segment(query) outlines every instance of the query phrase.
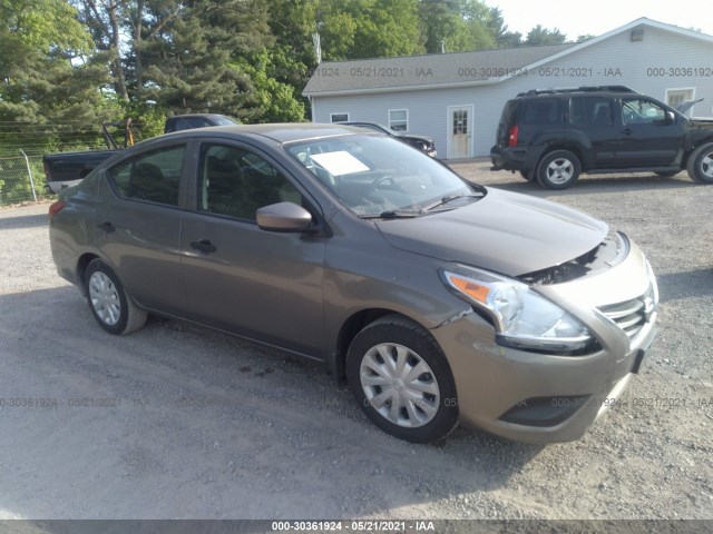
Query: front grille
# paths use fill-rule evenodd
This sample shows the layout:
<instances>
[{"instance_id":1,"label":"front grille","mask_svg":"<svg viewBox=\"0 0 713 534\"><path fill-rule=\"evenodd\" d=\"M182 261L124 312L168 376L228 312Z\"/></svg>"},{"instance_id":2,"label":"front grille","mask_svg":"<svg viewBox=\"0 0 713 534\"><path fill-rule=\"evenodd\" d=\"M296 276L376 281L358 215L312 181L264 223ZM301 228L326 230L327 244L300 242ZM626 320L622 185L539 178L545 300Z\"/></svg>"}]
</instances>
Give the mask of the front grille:
<instances>
[{"instance_id":1,"label":"front grille","mask_svg":"<svg viewBox=\"0 0 713 534\"><path fill-rule=\"evenodd\" d=\"M644 325L651 320L653 313L656 310L656 304L654 286L651 285L641 297L602 306L599 312L616 323L629 339L634 339Z\"/></svg>"}]
</instances>

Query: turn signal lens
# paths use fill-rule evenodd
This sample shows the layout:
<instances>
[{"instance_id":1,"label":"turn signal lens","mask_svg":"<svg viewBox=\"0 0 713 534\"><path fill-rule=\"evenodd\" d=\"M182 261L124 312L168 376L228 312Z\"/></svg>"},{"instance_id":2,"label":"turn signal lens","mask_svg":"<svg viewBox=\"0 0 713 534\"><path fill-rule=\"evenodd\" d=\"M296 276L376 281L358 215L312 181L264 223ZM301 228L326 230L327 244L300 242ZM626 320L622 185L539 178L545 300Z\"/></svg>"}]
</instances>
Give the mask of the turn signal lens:
<instances>
[{"instance_id":1,"label":"turn signal lens","mask_svg":"<svg viewBox=\"0 0 713 534\"><path fill-rule=\"evenodd\" d=\"M467 278L460 278L451 273L449 273L447 276L448 280L453 286L468 295L470 298L481 304L486 304L488 301L488 294L490 293L490 289L488 287L475 284L472 280L469 280Z\"/></svg>"}]
</instances>

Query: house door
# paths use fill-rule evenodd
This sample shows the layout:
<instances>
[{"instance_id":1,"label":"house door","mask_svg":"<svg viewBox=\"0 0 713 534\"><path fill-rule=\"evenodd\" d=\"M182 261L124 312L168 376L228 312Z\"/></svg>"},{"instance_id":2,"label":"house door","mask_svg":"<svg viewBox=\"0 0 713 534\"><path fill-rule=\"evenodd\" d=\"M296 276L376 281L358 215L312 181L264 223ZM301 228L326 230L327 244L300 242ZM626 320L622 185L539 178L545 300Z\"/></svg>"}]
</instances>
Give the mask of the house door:
<instances>
[{"instance_id":1,"label":"house door","mask_svg":"<svg viewBox=\"0 0 713 534\"><path fill-rule=\"evenodd\" d=\"M450 106L448 108L448 158L470 158L472 156L472 106Z\"/></svg>"}]
</instances>

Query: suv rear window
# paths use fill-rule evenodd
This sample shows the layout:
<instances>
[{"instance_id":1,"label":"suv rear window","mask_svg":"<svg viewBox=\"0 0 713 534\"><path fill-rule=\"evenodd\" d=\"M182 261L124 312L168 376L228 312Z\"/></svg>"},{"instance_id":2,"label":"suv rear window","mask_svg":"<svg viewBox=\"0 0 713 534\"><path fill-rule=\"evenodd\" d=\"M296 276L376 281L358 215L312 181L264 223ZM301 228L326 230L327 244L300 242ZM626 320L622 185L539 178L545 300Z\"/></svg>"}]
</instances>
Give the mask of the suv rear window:
<instances>
[{"instance_id":1,"label":"suv rear window","mask_svg":"<svg viewBox=\"0 0 713 534\"><path fill-rule=\"evenodd\" d=\"M525 101L524 125L555 125L561 122L559 99L538 98Z\"/></svg>"},{"instance_id":2,"label":"suv rear window","mask_svg":"<svg viewBox=\"0 0 713 534\"><path fill-rule=\"evenodd\" d=\"M573 125L612 125L612 106L605 97L572 97L569 122Z\"/></svg>"}]
</instances>

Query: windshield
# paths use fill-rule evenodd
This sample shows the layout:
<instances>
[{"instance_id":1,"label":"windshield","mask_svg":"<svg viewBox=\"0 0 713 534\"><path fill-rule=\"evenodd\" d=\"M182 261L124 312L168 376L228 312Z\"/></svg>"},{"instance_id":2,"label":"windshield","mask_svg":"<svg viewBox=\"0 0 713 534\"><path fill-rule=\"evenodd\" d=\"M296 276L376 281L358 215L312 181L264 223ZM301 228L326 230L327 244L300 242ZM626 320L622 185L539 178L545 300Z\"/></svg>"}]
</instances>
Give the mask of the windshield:
<instances>
[{"instance_id":1,"label":"windshield","mask_svg":"<svg viewBox=\"0 0 713 534\"><path fill-rule=\"evenodd\" d=\"M482 188L401 141L354 135L286 147L353 214L413 217L473 201Z\"/></svg>"}]
</instances>

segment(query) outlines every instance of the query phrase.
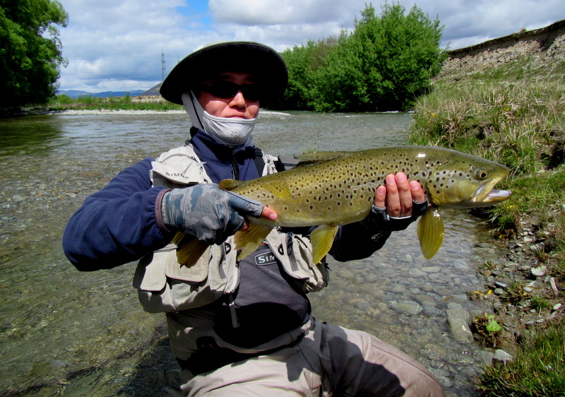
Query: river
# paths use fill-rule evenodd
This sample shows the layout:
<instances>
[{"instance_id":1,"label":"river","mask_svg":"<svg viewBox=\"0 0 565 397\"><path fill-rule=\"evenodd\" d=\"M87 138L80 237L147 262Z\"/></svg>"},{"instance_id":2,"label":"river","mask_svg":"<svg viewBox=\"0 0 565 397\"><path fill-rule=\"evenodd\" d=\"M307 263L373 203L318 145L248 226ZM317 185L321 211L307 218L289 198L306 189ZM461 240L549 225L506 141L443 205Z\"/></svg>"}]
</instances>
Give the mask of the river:
<instances>
[{"instance_id":1,"label":"river","mask_svg":"<svg viewBox=\"0 0 565 397\"><path fill-rule=\"evenodd\" d=\"M405 143L411 120L264 112L254 134L273 154L355 150ZM135 264L79 272L61 237L88 195L138 160L182 145L189 126L182 112L0 119L0 396L175 395L164 316L142 311L131 286ZM450 336L445 309L484 310L467 294L482 288L476 263L496 247L464 211L444 212L444 244L432 259L420 253L412 225L367 259L331 259L330 286L311 299L321 319L374 333L417 357L448 395L474 396L488 355Z\"/></svg>"}]
</instances>

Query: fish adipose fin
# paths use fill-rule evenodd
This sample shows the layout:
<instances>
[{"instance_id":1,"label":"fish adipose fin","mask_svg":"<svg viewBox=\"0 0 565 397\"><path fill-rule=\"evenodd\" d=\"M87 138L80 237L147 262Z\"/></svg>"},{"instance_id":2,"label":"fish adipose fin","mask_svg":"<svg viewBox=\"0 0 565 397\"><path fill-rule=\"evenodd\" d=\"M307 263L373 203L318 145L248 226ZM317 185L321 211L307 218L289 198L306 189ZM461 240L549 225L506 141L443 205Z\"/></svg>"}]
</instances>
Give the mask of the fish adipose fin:
<instances>
[{"instance_id":1,"label":"fish adipose fin","mask_svg":"<svg viewBox=\"0 0 565 397\"><path fill-rule=\"evenodd\" d=\"M251 223L246 230L237 232L235 234L235 247L242 250L237 255L237 260L241 261L254 252L272 230L270 226Z\"/></svg>"},{"instance_id":2,"label":"fish adipose fin","mask_svg":"<svg viewBox=\"0 0 565 397\"><path fill-rule=\"evenodd\" d=\"M338 226L322 225L314 229L310 235L312 242L312 262L317 263L328 254L338 232Z\"/></svg>"},{"instance_id":3,"label":"fish adipose fin","mask_svg":"<svg viewBox=\"0 0 565 397\"><path fill-rule=\"evenodd\" d=\"M194 266L209 247L204 242L180 232L175 235L172 242L177 244L177 261L187 268Z\"/></svg>"},{"instance_id":4,"label":"fish adipose fin","mask_svg":"<svg viewBox=\"0 0 565 397\"><path fill-rule=\"evenodd\" d=\"M312 165L314 164L324 162L349 155L351 155L350 152L314 152L302 153L302 155L299 155L297 158L298 160L297 167Z\"/></svg>"},{"instance_id":5,"label":"fish adipose fin","mask_svg":"<svg viewBox=\"0 0 565 397\"><path fill-rule=\"evenodd\" d=\"M220 181L218 186L222 190L233 190L238 186L242 185L245 181L237 181L236 179L223 179Z\"/></svg>"},{"instance_id":6,"label":"fish adipose fin","mask_svg":"<svg viewBox=\"0 0 565 397\"><path fill-rule=\"evenodd\" d=\"M444 242L444 222L437 208L428 207L418 222L418 239L422 254L426 259L436 254Z\"/></svg>"}]
</instances>

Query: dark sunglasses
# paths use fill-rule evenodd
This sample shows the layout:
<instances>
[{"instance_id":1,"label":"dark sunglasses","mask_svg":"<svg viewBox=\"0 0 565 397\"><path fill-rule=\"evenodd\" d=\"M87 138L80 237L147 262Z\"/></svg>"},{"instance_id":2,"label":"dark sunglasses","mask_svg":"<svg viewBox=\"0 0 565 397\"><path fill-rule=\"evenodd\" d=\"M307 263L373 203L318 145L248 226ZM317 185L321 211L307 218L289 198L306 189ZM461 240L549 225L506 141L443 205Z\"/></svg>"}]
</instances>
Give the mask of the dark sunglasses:
<instances>
[{"instance_id":1,"label":"dark sunglasses","mask_svg":"<svg viewBox=\"0 0 565 397\"><path fill-rule=\"evenodd\" d=\"M238 91L241 91L244 97L249 100L259 100L261 97L261 90L257 84L236 84L223 80L204 84L198 89L221 99L231 99Z\"/></svg>"}]
</instances>

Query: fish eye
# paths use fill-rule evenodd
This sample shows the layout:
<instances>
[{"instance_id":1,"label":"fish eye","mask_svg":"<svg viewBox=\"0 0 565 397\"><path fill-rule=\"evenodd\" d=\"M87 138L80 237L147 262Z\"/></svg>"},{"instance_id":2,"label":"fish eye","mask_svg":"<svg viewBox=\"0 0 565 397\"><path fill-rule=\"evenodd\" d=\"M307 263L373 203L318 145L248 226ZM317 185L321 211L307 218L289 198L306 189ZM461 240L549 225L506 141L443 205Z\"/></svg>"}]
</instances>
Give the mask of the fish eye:
<instances>
[{"instance_id":1,"label":"fish eye","mask_svg":"<svg viewBox=\"0 0 565 397\"><path fill-rule=\"evenodd\" d=\"M481 181L483 179L486 179L487 177L489 176L488 172L487 172L484 170L477 170L475 172L475 174L477 177L477 179Z\"/></svg>"}]
</instances>

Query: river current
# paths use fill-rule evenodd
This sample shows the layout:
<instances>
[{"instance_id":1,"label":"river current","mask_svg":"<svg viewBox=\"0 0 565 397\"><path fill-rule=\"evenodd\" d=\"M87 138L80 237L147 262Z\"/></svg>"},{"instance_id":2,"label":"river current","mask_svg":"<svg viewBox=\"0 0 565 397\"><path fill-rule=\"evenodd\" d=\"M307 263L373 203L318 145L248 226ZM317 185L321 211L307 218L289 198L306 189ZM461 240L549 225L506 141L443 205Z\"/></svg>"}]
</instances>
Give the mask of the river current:
<instances>
[{"instance_id":1,"label":"river current","mask_svg":"<svg viewBox=\"0 0 565 397\"><path fill-rule=\"evenodd\" d=\"M405 144L410 114L263 112L257 146L275 155ZM89 194L121 170L182 145L182 112L65 113L0 119L0 396L175 395L178 367L164 316L141 309L135 263L76 270L62 231ZM455 340L448 304L480 313L477 260L491 247L480 221L444 211L444 246L420 252L415 226L370 258L330 259L330 285L311 294L320 319L376 335L417 358L451 396L474 396L481 348Z\"/></svg>"}]
</instances>

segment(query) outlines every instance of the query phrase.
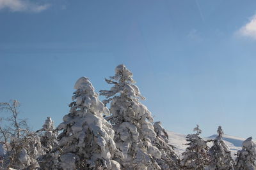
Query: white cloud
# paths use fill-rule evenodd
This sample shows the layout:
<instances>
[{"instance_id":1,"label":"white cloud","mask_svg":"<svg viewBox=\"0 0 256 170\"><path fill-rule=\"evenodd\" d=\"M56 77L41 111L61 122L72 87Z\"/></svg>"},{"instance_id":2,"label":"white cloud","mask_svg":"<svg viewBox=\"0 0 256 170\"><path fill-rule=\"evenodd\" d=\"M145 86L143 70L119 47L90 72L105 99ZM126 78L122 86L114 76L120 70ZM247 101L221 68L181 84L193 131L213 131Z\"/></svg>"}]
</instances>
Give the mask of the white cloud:
<instances>
[{"instance_id":1,"label":"white cloud","mask_svg":"<svg viewBox=\"0 0 256 170\"><path fill-rule=\"evenodd\" d=\"M28 0L0 0L0 10L8 9L12 11L40 12L49 6L49 4L37 4Z\"/></svg>"},{"instance_id":2,"label":"white cloud","mask_svg":"<svg viewBox=\"0 0 256 170\"><path fill-rule=\"evenodd\" d=\"M256 15L254 15L248 23L241 27L238 33L241 36L256 39Z\"/></svg>"}]
</instances>

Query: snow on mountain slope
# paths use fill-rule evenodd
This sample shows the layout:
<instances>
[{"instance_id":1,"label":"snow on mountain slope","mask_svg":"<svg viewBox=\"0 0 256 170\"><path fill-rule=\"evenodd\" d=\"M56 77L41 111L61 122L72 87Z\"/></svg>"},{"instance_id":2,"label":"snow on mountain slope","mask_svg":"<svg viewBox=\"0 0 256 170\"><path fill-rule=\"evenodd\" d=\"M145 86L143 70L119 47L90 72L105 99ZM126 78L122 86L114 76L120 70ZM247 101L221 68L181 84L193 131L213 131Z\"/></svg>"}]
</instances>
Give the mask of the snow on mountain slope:
<instances>
[{"instance_id":1,"label":"snow on mountain slope","mask_svg":"<svg viewBox=\"0 0 256 170\"><path fill-rule=\"evenodd\" d=\"M186 141L186 135L175 133L172 131L167 131L167 132L169 135L170 143L176 147L175 152L177 154L181 157L181 153L184 152L188 146L185 145L186 143L188 143ZM216 136L216 134L214 134L208 138L205 138L204 139L214 139ZM223 140L230 149L233 158L235 157L234 154L237 153L237 150L241 149L241 146L245 139L246 139L242 138L235 137L230 135L223 135ZM212 143L208 143L209 147L212 145Z\"/></svg>"}]
</instances>

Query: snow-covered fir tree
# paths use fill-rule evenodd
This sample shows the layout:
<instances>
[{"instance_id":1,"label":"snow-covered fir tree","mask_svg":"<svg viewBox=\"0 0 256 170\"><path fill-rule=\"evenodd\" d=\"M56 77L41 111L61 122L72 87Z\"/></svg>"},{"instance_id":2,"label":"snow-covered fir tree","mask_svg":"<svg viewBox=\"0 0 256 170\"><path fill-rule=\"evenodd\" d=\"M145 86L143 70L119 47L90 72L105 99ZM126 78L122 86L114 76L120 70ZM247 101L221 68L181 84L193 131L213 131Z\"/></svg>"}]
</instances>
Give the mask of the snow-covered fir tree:
<instances>
[{"instance_id":1,"label":"snow-covered fir tree","mask_svg":"<svg viewBox=\"0 0 256 170\"><path fill-rule=\"evenodd\" d=\"M256 169L256 146L252 138L246 139L242 145L242 150L237 151L236 159L236 170Z\"/></svg>"},{"instance_id":2,"label":"snow-covered fir tree","mask_svg":"<svg viewBox=\"0 0 256 170\"><path fill-rule=\"evenodd\" d=\"M213 141L213 145L209 150L210 170L232 170L234 169L234 160L231 157L228 146L223 139L224 134L221 127L217 130L218 136Z\"/></svg>"},{"instance_id":3,"label":"snow-covered fir tree","mask_svg":"<svg viewBox=\"0 0 256 170\"><path fill-rule=\"evenodd\" d=\"M189 146L182 153L182 165L184 169L204 169L209 165L209 148L207 141L204 141L200 134L202 130L197 125L194 129L196 134L188 134L186 138Z\"/></svg>"},{"instance_id":4,"label":"snow-covered fir tree","mask_svg":"<svg viewBox=\"0 0 256 170\"><path fill-rule=\"evenodd\" d=\"M169 136L160 122L154 124L157 135L157 141L154 145L161 152L161 159L157 159L157 164L162 169L180 169L180 161L174 152L174 146L169 144Z\"/></svg>"},{"instance_id":5,"label":"snow-covered fir tree","mask_svg":"<svg viewBox=\"0 0 256 170\"><path fill-rule=\"evenodd\" d=\"M132 73L123 64L115 69L115 75L106 79L112 84L110 90L100 90L100 95L110 103L111 116L106 118L115 132L114 140L124 159L116 159L124 169L159 169L156 160L161 158L159 150L152 145L157 142L150 111L141 104L139 89Z\"/></svg>"},{"instance_id":6,"label":"snow-covered fir tree","mask_svg":"<svg viewBox=\"0 0 256 170\"><path fill-rule=\"evenodd\" d=\"M58 132L54 131L54 124L51 117L47 117L40 133L40 141L44 153L38 158L40 169L56 169L58 166Z\"/></svg>"},{"instance_id":7,"label":"snow-covered fir tree","mask_svg":"<svg viewBox=\"0 0 256 170\"><path fill-rule=\"evenodd\" d=\"M115 132L102 114L109 111L98 98L88 78L81 77L74 86L70 113L57 127L63 169L120 169L113 157L122 155L113 139Z\"/></svg>"}]
</instances>

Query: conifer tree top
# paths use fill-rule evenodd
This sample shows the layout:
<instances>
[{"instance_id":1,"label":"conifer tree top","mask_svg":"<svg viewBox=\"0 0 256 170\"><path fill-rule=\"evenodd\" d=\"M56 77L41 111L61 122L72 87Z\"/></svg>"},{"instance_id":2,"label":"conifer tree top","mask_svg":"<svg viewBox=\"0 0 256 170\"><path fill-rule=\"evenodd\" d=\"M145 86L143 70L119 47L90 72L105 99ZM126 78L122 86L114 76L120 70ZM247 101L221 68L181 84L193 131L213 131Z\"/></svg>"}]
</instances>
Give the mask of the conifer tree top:
<instances>
[{"instance_id":1,"label":"conifer tree top","mask_svg":"<svg viewBox=\"0 0 256 170\"><path fill-rule=\"evenodd\" d=\"M193 130L194 132L196 132L196 134L199 135L202 133L202 130L199 129L199 125L196 125L196 127Z\"/></svg>"},{"instance_id":2,"label":"conifer tree top","mask_svg":"<svg viewBox=\"0 0 256 170\"><path fill-rule=\"evenodd\" d=\"M223 132L223 131L222 131L221 126L220 125L218 127L217 132L218 132L219 136L222 138L222 136L224 134L224 132Z\"/></svg>"},{"instance_id":3,"label":"conifer tree top","mask_svg":"<svg viewBox=\"0 0 256 170\"><path fill-rule=\"evenodd\" d=\"M135 81L132 79L132 73L126 68L124 64L117 66L115 69L115 76L110 78L120 83L135 83Z\"/></svg>"}]
</instances>

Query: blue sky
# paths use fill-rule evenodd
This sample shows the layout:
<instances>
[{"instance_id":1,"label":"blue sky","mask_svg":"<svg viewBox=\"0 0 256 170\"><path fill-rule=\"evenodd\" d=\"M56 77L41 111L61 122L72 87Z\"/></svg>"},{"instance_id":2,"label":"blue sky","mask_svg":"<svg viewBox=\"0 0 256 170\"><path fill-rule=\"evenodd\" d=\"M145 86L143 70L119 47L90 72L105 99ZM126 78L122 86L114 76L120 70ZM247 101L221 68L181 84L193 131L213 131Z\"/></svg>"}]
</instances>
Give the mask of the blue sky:
<instances>
[{"instance_id":1,"label":"blue sky","mask_svg":"<svg viewBox=\"0 0 256 170\"><path fill-rule=\"evenodd\" d=\"M0 0L0 101L34 130L124 64L164 127L256 138L255 1ZM3 114L1 113L1 114Z\"/></svg>"}]
</instances>

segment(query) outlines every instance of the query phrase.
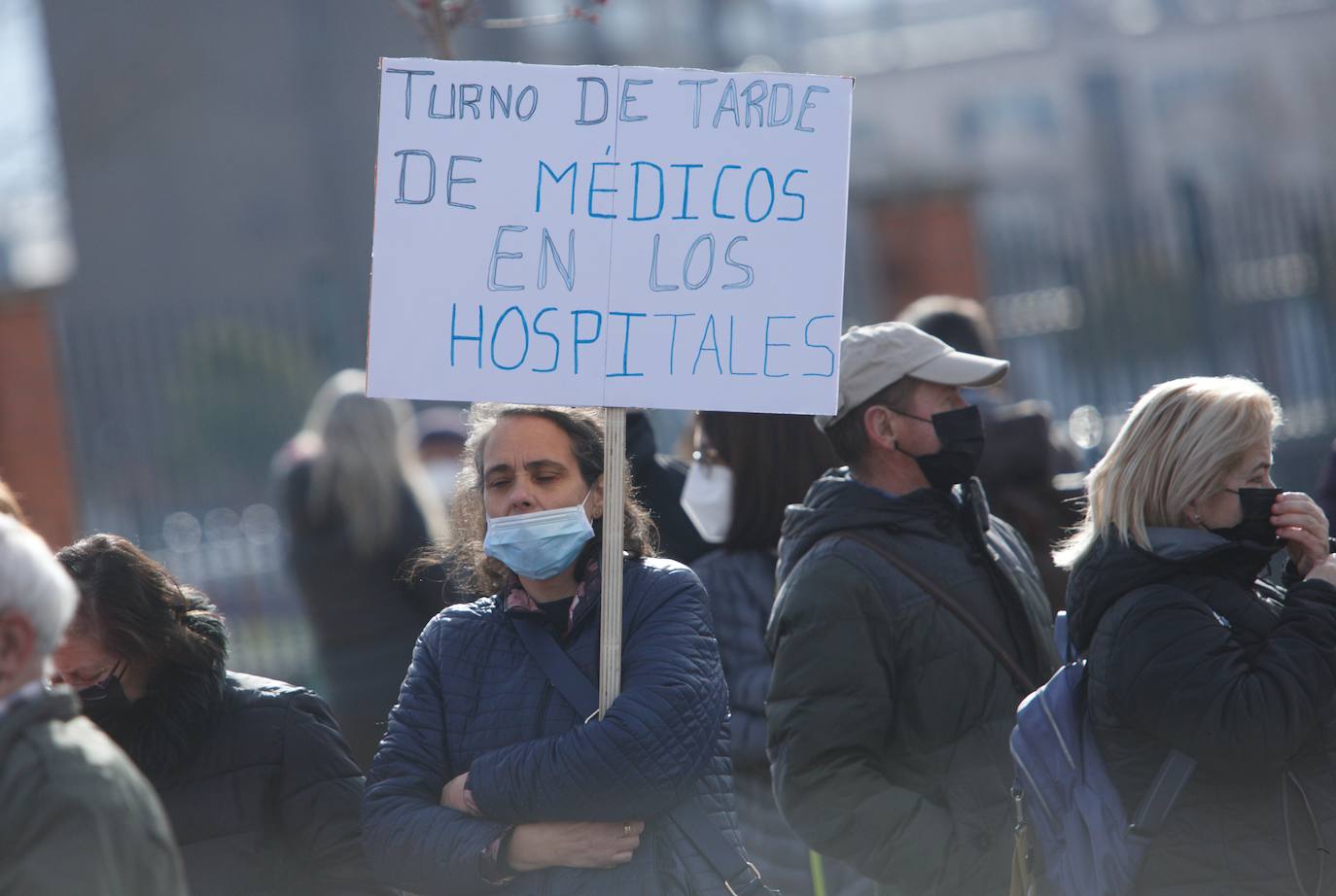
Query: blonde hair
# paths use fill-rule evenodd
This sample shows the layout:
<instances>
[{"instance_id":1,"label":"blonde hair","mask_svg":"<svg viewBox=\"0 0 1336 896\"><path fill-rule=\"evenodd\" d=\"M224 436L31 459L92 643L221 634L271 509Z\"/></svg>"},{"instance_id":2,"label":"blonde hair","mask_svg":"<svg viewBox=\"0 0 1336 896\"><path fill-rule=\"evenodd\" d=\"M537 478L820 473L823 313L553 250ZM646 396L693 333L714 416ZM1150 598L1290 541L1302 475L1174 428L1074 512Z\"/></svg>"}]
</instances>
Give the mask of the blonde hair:
<instances>
[{"instance_id":1,"label":"blonde hair","mask_svg":"<svg viewBox=\"0 0 1336 896\"><path fill-rule=\"evenodd\" d=\"M1188 377L1152 387L1090 470L1085 515L1053 562L1071 569L1110 537L1149 549L1148 529L1182 526L1189 505L1218 491L1280 423L1276 397L1252 379Z\"/></svg>"},{"instance_id":2,"label":"blonde hair","mask_svg":"<svg viewBox=\"0 0 1336 896\"><path fill-rule=\"evenodd\" d=\"M309 509L322 519L338 513L353 535L353 550L374 557L394 541L403 489L413 495L430 541L449 529L445 509L429 487L417 446L405 438L407 402L367 398L366 374L342 370L311 401L303 433L315 447Z\"/></svg>"}]
</instances>

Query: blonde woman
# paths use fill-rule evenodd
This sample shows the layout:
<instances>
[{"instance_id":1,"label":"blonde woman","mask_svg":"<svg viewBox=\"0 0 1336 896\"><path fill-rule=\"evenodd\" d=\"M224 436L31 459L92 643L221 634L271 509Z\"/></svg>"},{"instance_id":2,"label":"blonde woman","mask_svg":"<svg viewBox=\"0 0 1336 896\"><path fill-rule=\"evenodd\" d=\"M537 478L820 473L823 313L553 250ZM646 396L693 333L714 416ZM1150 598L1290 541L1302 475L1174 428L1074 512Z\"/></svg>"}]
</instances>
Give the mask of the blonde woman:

--------------------------------------------------

The problem: Exactly and exclusively, repeat the lines from the line that contains "Query: blonde woman" through the end of the records, both ends included.

Final result:
Query: blonde woman
# paths use fill-rule evenodd
This sample shows the layout:
<instances>
[{"instance_id":1,"label":"blonde woman","mask_svg":"<svg viewBox=\"0 0 1336 896\"><path fill-rule=\"evenodd\" d=\"M224 436L31 459L92 643L221 634L271 509Z\"/></svg>"},{"instance_id":2,"label":"blonde woman","mask_svg":"<svg viewBox=\"0 0 1336 896\"><path fill-rule=\"evenodd\" d=\"M537 478L820 473L823 313L553 250ZM646 396L693 333L714 416ZM1150 598L1290 541L1302 475L1174 428L1074 512Z\"/></svg>"}]
</instances>
Give the mask of the blonde woman:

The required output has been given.